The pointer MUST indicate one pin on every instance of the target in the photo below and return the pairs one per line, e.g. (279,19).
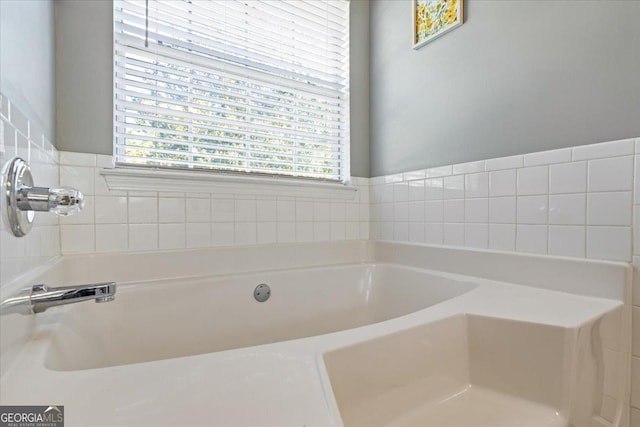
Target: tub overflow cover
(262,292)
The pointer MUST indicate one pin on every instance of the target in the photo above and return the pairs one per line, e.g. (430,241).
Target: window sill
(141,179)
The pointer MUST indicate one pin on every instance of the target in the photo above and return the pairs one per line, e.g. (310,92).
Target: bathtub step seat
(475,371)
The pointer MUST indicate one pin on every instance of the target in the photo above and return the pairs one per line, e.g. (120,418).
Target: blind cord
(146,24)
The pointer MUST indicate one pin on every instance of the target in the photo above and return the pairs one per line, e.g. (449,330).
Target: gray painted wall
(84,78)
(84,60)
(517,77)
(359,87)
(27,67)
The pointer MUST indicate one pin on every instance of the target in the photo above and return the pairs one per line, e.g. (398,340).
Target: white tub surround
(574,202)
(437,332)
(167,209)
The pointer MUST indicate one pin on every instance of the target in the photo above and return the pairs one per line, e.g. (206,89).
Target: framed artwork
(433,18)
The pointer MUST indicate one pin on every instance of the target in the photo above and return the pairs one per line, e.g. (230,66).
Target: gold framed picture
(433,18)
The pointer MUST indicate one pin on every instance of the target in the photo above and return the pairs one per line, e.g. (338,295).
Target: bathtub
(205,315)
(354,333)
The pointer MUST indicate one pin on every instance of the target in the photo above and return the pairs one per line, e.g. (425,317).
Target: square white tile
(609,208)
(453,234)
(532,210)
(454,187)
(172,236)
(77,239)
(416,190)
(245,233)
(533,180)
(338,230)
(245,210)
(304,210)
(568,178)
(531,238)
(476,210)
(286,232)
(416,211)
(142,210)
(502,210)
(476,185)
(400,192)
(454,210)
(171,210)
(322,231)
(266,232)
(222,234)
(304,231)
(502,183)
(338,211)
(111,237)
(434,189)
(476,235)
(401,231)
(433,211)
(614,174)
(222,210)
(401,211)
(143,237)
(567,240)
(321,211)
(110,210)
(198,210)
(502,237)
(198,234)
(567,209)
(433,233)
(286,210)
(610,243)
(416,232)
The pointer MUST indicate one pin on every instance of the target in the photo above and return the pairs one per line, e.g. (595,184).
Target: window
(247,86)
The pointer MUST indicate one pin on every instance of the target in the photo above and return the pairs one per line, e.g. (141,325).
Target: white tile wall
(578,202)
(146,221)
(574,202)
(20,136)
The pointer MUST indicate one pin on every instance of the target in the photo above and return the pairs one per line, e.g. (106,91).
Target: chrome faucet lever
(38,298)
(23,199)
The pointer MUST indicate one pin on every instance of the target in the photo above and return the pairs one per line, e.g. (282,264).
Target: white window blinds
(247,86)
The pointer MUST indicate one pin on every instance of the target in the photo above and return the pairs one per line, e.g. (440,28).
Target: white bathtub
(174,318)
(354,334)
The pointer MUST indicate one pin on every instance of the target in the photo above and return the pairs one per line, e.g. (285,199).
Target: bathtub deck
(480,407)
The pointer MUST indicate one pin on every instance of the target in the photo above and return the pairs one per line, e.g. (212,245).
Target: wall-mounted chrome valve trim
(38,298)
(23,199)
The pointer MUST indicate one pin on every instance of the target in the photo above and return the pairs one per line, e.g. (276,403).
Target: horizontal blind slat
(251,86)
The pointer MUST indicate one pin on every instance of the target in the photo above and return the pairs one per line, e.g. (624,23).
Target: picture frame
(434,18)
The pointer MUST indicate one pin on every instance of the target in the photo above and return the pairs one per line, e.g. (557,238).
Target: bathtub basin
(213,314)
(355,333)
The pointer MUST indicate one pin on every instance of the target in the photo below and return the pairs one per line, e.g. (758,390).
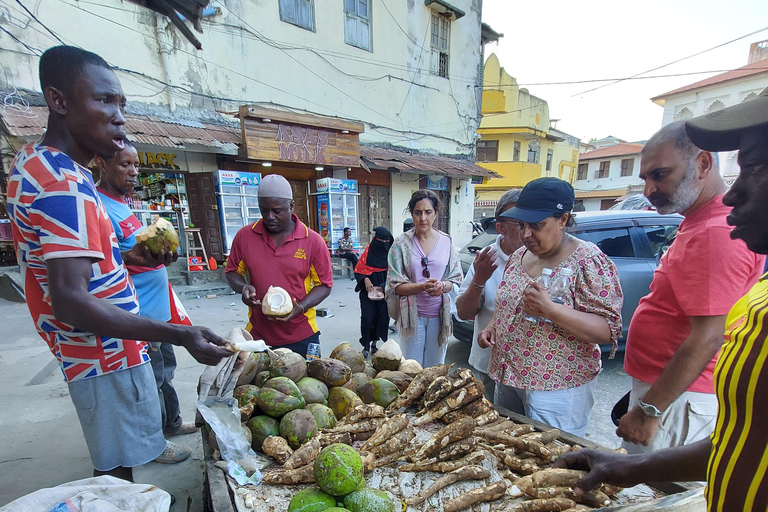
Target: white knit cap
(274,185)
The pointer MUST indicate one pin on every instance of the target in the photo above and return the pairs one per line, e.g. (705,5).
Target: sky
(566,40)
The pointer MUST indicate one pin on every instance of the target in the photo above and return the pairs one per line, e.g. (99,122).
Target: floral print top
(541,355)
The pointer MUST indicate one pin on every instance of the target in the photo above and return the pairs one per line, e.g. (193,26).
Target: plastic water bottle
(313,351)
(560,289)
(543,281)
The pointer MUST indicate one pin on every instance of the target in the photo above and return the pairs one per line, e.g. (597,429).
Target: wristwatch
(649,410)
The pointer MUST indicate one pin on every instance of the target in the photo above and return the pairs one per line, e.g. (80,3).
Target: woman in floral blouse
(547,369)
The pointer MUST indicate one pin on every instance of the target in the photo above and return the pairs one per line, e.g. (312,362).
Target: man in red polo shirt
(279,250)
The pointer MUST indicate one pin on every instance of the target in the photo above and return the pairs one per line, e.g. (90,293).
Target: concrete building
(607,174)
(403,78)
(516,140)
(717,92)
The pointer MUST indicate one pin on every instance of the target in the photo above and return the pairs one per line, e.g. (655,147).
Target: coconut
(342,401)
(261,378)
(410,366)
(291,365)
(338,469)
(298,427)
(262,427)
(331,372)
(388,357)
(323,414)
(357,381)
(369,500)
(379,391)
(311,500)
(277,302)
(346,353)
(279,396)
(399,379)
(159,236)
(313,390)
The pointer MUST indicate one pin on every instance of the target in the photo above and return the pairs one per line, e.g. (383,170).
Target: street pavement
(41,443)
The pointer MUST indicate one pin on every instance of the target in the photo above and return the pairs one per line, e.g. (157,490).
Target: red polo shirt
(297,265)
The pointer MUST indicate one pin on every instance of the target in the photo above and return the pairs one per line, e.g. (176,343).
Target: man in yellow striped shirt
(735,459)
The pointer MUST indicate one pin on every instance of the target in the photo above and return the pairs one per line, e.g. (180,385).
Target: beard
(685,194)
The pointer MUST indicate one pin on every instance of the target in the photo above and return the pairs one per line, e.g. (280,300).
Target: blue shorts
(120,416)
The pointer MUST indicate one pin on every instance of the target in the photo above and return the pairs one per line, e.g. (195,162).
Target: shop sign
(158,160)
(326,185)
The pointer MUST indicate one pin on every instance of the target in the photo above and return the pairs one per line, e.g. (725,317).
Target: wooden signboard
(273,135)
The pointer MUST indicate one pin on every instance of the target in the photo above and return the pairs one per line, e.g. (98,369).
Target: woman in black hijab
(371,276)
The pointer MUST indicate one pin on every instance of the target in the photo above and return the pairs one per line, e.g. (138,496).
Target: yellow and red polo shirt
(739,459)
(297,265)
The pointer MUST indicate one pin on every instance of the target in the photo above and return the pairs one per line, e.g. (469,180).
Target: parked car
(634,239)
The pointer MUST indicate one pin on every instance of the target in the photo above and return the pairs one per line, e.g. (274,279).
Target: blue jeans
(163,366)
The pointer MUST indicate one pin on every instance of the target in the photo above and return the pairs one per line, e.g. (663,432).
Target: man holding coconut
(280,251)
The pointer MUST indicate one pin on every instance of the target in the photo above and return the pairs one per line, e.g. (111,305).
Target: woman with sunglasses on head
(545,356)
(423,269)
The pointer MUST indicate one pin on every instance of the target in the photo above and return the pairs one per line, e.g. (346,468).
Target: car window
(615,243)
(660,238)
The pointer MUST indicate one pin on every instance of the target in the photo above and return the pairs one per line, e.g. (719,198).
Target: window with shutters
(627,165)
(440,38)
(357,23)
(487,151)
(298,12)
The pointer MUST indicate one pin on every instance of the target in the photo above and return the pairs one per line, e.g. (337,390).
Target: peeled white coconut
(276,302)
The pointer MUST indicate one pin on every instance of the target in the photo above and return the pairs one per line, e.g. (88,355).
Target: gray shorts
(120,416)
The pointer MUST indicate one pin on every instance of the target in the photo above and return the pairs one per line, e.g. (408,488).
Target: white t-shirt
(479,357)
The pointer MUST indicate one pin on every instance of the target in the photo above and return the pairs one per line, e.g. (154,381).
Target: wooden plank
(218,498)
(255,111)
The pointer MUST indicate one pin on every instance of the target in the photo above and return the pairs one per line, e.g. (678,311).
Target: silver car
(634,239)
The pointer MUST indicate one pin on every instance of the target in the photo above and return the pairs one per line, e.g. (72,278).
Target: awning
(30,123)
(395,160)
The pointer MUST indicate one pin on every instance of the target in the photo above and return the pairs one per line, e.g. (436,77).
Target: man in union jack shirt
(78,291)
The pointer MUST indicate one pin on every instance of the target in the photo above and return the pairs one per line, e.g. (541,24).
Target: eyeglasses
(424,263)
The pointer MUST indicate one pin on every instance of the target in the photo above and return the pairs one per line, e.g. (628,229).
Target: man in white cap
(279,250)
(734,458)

● ● ● ● ● ● ●

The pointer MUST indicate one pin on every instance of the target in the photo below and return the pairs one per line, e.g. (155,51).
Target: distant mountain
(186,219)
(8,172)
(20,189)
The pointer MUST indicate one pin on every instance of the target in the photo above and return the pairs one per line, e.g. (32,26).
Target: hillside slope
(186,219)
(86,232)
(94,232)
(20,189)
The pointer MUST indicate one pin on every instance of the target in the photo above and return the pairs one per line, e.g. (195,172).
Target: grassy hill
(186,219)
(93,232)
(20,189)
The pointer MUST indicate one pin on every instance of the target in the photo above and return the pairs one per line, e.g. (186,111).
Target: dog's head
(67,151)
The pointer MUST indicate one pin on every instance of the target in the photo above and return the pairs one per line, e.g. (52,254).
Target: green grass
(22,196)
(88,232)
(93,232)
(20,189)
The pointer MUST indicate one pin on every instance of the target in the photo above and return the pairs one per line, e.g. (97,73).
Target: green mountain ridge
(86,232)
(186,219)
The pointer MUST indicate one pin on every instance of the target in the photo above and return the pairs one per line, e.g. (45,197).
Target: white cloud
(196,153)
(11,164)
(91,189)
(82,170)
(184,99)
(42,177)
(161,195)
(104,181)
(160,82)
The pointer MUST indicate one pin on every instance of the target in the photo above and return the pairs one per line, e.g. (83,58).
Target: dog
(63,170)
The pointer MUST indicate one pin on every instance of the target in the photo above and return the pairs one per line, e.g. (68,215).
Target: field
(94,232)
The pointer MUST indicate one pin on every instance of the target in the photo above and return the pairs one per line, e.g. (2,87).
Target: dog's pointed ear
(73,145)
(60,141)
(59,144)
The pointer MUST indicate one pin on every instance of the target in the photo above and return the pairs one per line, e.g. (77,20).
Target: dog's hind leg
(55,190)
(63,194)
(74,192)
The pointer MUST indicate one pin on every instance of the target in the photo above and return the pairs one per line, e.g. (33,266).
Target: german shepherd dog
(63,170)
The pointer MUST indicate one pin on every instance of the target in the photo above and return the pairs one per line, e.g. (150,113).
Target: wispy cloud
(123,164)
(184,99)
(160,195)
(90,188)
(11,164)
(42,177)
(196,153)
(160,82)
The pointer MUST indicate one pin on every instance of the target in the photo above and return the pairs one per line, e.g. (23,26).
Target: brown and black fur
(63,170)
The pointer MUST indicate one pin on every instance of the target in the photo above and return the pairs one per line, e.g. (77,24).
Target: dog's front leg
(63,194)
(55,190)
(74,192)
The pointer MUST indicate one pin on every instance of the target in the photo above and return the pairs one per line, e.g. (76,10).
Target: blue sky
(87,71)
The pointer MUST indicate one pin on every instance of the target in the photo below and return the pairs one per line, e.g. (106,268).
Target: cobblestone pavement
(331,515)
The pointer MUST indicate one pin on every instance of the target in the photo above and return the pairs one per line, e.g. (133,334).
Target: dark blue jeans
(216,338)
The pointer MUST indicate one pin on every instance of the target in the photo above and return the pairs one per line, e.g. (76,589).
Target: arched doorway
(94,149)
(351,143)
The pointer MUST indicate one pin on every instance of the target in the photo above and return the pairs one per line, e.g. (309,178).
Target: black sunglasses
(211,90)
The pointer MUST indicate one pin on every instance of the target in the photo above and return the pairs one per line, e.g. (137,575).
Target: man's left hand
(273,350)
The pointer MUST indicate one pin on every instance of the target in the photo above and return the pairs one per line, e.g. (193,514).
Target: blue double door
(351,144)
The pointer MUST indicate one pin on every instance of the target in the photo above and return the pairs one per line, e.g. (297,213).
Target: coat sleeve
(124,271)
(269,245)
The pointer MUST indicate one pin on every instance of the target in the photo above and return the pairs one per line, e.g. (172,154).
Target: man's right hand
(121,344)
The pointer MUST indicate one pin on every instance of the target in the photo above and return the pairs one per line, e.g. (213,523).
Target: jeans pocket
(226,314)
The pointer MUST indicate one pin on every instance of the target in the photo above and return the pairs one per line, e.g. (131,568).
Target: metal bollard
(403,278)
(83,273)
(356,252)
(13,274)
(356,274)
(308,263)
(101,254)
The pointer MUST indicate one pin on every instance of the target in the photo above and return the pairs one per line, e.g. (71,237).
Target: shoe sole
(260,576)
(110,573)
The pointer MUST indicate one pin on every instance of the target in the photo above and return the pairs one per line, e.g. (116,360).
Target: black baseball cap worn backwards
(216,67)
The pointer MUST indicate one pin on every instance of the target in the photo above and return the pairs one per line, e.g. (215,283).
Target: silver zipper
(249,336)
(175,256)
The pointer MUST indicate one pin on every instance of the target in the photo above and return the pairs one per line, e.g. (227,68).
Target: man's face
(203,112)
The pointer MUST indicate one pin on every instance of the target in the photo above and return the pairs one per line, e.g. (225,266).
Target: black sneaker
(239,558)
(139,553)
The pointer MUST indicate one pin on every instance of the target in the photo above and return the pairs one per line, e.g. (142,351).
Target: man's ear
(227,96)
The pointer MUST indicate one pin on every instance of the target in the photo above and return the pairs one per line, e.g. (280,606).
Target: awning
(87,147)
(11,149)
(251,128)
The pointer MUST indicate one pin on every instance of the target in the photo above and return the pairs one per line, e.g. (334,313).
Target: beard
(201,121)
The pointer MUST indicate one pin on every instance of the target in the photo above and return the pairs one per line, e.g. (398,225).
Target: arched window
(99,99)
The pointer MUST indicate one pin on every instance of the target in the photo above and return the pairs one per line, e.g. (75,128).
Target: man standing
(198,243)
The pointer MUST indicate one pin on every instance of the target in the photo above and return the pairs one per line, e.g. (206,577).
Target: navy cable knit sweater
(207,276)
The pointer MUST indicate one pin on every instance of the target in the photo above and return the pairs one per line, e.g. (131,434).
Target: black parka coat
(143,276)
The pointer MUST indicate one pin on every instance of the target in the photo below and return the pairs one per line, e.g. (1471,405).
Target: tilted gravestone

● ● ● ● ● ● ●

**Problem**
How many lines in the data above contain the string "coat"? Reply with the number only.

**Result**
2